Task input:
□ □ □ □ □ □ □

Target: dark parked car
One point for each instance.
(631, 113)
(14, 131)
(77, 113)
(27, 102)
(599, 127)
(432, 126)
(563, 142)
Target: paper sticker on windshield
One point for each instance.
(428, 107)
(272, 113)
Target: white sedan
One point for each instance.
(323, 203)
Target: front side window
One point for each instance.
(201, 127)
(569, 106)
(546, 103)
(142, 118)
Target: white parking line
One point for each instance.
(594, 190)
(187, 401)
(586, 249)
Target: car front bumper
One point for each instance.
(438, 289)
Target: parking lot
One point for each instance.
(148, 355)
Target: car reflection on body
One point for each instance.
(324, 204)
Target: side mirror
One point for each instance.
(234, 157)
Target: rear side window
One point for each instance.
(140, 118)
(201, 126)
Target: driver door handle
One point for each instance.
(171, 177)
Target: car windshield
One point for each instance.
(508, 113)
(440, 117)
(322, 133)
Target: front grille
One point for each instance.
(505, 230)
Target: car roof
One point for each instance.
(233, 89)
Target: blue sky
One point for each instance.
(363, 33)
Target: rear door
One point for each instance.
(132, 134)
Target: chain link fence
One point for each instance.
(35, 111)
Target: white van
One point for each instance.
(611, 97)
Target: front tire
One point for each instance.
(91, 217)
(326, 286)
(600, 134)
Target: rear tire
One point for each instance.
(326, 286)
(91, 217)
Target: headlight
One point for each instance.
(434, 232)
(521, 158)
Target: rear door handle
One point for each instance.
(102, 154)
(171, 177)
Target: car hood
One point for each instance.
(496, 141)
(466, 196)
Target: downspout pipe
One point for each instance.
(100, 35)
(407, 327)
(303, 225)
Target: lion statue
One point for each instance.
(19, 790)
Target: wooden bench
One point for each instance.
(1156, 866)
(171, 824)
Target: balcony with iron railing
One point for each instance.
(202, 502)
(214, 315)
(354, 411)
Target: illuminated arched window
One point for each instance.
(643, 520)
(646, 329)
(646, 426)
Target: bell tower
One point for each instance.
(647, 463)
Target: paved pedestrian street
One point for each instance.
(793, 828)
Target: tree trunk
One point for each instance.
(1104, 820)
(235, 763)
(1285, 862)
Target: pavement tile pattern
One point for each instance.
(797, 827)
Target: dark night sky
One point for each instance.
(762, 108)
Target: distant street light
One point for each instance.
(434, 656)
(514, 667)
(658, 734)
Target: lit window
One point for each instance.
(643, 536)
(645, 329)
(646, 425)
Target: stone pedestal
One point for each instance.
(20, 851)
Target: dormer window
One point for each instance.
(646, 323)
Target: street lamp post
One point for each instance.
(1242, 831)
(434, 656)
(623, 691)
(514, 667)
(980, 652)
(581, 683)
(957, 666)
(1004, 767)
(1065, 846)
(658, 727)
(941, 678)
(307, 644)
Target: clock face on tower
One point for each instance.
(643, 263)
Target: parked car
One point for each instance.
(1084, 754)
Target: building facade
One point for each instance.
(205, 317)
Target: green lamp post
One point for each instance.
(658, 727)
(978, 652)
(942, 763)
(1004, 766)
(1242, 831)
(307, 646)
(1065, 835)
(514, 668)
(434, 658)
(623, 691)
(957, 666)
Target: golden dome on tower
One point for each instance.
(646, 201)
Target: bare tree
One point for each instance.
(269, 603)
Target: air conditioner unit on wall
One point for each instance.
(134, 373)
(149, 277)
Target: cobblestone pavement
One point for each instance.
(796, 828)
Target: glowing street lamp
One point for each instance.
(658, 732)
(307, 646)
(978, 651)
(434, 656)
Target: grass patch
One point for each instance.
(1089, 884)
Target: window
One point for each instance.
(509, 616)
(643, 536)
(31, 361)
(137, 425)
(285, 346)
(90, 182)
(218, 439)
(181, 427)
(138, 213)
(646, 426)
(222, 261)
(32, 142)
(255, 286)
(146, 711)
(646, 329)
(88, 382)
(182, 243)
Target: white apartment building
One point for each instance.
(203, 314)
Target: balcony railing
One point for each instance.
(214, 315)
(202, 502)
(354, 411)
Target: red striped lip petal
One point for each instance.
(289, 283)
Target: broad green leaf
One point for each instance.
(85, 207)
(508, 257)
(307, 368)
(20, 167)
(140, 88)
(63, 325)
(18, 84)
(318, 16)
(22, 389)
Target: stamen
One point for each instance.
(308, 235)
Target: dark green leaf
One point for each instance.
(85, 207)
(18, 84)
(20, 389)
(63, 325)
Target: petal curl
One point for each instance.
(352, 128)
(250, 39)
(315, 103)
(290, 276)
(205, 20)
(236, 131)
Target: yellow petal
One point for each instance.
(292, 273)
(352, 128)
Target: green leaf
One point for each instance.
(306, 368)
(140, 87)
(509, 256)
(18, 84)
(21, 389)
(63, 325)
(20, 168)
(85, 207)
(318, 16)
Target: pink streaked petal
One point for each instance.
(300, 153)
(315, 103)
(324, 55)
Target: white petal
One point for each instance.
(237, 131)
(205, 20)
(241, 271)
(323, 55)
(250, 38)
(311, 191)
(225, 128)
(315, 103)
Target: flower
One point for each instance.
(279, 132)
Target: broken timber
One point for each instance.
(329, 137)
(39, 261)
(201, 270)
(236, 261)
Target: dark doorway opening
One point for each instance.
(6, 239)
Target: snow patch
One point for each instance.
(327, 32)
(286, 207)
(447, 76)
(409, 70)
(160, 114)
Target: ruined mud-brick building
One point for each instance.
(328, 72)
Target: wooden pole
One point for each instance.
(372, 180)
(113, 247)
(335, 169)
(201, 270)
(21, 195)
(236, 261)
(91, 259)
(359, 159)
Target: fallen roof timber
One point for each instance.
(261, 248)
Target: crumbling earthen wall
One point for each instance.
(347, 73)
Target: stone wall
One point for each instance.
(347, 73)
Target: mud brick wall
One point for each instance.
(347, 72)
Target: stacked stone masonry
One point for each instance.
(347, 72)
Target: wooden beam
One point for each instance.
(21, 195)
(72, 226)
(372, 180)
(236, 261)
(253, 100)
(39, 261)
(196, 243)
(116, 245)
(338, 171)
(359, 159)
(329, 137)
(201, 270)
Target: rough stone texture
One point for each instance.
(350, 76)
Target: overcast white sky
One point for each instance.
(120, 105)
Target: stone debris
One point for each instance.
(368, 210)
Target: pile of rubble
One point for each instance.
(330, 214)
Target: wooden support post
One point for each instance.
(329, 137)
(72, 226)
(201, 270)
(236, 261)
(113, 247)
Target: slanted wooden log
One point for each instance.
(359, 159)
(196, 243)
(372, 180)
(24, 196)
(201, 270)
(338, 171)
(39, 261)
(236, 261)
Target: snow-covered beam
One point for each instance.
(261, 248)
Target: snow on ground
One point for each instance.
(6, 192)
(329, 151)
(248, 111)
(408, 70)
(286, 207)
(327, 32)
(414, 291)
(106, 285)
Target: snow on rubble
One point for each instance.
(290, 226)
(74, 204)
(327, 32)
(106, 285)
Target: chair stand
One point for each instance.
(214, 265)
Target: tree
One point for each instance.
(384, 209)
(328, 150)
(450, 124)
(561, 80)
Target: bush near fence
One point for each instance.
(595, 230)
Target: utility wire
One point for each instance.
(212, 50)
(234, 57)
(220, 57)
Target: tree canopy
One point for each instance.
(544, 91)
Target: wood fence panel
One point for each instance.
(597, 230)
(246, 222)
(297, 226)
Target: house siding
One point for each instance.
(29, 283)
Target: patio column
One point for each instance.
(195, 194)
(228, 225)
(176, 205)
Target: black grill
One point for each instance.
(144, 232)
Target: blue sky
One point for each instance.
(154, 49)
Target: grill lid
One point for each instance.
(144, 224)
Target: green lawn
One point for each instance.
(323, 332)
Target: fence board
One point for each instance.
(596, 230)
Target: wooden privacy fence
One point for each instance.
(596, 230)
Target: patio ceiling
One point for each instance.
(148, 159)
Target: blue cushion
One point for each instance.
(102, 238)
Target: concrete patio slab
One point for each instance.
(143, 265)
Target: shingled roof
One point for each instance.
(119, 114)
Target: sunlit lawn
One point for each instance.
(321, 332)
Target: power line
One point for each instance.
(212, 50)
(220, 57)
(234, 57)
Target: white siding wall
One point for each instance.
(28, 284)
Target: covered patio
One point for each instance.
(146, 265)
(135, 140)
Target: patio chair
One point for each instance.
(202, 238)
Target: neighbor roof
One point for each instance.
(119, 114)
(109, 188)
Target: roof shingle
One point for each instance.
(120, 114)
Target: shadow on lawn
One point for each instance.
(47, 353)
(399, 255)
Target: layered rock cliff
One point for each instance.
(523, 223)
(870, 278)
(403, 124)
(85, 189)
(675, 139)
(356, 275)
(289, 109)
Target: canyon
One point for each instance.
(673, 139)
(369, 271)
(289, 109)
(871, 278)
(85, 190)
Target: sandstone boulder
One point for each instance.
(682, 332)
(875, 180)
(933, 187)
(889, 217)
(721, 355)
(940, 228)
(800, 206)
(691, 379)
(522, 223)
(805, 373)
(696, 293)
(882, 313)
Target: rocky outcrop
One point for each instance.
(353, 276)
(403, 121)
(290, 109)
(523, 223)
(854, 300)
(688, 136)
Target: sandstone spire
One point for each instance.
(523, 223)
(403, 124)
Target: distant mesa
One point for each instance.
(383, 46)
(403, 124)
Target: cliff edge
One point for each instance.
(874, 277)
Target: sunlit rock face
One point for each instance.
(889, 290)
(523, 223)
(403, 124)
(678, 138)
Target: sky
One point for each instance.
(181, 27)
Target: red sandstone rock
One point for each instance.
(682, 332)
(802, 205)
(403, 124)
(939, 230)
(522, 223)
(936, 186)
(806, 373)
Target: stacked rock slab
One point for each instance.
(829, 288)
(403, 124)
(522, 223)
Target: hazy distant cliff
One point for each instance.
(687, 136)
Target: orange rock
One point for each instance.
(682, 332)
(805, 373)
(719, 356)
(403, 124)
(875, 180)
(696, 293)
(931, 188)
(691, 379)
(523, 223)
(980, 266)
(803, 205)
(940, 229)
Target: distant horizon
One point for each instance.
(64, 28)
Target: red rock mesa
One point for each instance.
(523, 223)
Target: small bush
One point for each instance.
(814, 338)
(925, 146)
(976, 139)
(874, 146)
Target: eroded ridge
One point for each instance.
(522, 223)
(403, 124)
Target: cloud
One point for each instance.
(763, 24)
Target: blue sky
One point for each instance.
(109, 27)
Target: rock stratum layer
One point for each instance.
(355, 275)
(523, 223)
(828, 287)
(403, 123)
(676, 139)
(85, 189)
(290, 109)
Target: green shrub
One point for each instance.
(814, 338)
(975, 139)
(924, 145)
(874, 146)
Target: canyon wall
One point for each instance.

□ □ □ □ □ □ □

Work item: Report every line containing the string "handle" in the material.

Answer section:
Target: driver door handle
Target: rear door handle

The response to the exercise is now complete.